### SUPPLIED DATA

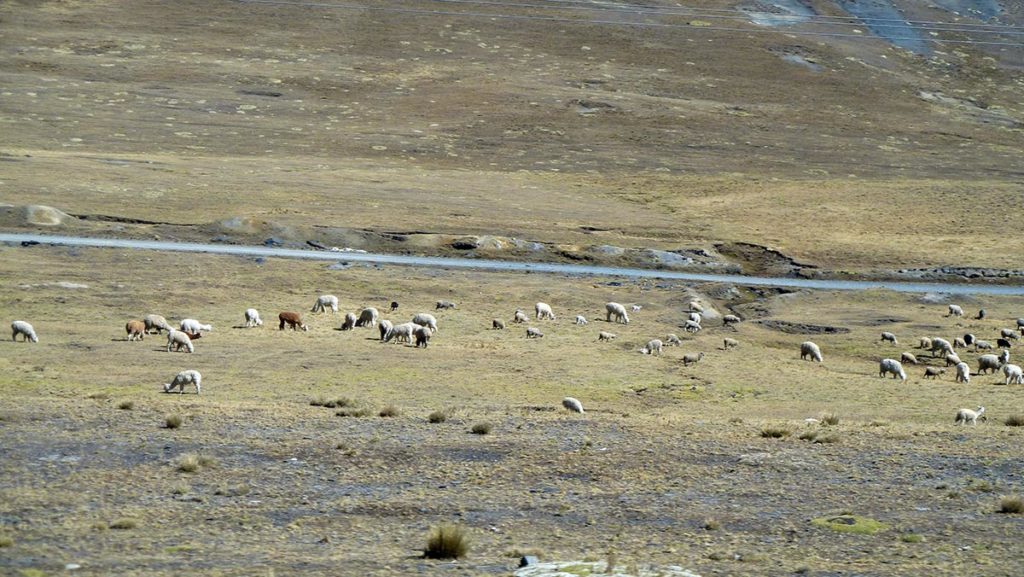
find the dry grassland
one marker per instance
(663, 452)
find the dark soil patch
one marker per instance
(802, 328)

### STATED TASK
Locate the line that contains "find the dark soil patch". Repeat it and every line after it, up to and including the final line, exactly.

### CORRECT RESPONSE
find the dark soil patch
one marker per instance
(802, 328)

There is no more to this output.